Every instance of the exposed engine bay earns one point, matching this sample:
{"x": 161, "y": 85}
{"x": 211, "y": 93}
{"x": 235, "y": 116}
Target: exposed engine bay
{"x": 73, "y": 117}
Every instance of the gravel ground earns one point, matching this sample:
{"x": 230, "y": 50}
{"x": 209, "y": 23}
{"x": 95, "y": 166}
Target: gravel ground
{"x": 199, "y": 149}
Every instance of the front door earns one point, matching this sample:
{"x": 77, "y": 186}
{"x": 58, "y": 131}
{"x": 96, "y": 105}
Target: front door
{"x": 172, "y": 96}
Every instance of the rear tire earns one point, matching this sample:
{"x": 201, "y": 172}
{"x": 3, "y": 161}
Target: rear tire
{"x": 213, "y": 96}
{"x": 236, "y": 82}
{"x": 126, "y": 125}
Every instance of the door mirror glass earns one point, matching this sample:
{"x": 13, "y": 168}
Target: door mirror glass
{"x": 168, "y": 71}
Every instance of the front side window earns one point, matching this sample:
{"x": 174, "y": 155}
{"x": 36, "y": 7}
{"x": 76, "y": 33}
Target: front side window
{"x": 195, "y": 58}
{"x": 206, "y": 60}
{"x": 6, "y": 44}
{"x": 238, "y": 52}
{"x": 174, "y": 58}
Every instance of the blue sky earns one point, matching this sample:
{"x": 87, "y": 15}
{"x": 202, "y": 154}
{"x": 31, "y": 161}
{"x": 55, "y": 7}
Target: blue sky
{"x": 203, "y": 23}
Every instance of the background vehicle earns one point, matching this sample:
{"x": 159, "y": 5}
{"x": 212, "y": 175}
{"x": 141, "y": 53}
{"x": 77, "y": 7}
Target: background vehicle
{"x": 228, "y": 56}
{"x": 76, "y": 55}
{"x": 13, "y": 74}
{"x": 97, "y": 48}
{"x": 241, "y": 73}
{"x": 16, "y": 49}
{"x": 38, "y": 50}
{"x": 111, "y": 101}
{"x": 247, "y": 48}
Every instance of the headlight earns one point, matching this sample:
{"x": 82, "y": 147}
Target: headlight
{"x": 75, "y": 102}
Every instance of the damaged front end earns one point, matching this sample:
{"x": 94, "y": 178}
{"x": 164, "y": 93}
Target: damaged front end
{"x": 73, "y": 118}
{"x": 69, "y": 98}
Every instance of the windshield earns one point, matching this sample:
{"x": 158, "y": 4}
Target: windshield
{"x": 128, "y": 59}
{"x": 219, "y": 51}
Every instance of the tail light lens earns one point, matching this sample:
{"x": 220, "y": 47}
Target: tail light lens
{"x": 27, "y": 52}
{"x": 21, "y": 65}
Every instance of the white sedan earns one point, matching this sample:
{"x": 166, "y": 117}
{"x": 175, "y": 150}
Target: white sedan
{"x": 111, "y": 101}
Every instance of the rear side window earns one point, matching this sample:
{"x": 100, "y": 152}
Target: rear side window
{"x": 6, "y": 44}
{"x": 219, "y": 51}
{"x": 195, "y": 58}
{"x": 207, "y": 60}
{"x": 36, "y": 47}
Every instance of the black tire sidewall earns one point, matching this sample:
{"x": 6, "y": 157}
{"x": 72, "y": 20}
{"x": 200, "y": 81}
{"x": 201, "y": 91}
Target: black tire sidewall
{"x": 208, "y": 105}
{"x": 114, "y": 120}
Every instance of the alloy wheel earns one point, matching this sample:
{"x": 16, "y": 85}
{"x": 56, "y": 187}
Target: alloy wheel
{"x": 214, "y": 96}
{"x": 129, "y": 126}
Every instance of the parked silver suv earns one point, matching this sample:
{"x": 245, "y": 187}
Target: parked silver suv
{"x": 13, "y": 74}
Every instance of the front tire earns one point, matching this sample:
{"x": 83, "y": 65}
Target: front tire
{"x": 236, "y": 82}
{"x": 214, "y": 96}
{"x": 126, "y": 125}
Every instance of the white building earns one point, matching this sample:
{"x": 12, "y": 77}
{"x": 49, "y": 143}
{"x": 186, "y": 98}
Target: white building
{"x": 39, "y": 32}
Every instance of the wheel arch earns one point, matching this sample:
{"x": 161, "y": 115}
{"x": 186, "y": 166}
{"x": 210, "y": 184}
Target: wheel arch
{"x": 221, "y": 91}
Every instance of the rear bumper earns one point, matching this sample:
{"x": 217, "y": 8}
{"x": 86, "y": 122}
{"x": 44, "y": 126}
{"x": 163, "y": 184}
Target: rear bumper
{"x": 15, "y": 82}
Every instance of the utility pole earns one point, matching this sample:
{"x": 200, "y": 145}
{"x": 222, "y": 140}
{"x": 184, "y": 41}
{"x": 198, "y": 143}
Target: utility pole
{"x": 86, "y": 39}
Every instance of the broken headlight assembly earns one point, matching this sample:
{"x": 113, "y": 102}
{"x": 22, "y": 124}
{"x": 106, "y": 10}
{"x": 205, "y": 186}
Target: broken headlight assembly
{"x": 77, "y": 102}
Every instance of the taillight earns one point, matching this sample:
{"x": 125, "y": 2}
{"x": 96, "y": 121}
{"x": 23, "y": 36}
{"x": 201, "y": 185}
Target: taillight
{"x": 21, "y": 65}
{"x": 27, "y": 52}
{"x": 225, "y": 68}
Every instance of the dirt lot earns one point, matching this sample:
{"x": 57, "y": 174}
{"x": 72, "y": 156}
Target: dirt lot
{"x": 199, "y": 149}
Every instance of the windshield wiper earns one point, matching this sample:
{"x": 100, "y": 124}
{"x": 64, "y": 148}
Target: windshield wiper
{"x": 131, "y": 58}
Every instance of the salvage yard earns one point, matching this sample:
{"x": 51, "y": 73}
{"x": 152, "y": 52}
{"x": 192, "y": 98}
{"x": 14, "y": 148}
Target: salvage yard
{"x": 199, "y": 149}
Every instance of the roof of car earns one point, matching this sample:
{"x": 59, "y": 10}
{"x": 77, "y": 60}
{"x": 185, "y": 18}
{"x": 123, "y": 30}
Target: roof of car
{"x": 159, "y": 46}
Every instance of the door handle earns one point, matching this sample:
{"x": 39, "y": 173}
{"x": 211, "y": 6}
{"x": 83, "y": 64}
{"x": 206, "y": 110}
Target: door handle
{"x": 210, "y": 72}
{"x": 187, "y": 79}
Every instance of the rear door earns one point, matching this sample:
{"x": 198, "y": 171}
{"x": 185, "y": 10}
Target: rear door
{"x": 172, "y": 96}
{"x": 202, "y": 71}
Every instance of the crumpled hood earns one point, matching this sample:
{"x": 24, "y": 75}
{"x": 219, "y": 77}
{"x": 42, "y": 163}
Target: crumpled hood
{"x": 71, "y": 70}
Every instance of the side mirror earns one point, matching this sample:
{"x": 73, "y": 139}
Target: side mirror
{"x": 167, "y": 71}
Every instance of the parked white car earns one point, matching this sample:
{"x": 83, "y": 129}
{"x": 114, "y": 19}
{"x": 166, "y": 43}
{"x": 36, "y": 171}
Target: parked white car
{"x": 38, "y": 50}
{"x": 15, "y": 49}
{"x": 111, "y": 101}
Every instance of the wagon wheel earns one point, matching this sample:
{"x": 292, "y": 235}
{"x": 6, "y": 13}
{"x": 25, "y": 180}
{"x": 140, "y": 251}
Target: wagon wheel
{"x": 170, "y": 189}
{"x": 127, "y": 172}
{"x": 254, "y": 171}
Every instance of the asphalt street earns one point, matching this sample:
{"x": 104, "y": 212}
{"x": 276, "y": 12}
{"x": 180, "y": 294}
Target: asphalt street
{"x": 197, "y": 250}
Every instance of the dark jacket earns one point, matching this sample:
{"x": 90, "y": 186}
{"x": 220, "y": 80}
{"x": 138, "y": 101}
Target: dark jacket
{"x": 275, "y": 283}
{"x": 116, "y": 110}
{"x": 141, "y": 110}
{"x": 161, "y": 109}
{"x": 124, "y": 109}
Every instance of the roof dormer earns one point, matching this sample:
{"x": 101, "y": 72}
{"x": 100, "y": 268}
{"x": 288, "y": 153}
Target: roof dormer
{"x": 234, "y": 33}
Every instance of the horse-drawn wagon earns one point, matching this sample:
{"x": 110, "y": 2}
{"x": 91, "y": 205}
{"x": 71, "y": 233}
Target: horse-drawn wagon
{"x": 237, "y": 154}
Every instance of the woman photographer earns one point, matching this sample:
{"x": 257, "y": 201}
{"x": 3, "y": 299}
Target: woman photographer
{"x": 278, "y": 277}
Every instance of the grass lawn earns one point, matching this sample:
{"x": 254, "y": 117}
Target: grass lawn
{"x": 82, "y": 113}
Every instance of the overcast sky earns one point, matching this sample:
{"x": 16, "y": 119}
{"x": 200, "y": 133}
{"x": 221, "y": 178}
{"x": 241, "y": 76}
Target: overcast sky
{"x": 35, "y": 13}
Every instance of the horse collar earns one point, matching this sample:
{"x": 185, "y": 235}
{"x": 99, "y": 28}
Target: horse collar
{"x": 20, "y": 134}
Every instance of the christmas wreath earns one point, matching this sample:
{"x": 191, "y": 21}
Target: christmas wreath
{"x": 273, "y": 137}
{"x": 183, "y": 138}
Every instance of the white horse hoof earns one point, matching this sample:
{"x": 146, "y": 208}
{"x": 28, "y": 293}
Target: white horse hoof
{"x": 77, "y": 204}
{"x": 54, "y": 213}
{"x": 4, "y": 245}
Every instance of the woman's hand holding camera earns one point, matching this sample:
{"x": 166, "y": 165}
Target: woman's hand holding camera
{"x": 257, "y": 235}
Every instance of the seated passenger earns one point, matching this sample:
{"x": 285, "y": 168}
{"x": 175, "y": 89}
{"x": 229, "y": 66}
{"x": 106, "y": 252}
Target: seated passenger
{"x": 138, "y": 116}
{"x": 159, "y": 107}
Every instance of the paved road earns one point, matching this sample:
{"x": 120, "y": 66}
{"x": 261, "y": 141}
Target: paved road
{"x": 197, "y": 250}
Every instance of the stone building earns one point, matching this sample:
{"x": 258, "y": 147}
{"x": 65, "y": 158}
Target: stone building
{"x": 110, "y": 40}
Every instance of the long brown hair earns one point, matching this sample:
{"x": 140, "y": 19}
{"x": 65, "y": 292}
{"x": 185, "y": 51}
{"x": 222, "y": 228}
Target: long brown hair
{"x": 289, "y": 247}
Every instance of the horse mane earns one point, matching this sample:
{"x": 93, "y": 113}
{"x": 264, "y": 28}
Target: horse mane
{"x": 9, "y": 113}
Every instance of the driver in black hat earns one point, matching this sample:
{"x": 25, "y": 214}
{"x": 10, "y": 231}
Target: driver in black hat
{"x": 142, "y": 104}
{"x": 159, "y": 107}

**Your objective:**
Among the entries above, copy exactly only the lines starting with the one containing "Every instance of the alloy" and going through the one containing "Every instance of the front tire", both ends included.

**Response for this exercise:**
Every instance of the alloy wheel earns one point, matching this sample:
{"x": 16, "y": 85}
{"x": 56, "y": 187}
Target: alloy wheel
{"x": 214, "y": 96}
{"x": 129, "y": 126}
Every instance of the parked silver suv earns one point, matching this sample:
{"x": 245, "y": 187}
Target: parked silver suv
{"x": 13, "y": 74}
Every instance of the front tire earns one point, matching this sample:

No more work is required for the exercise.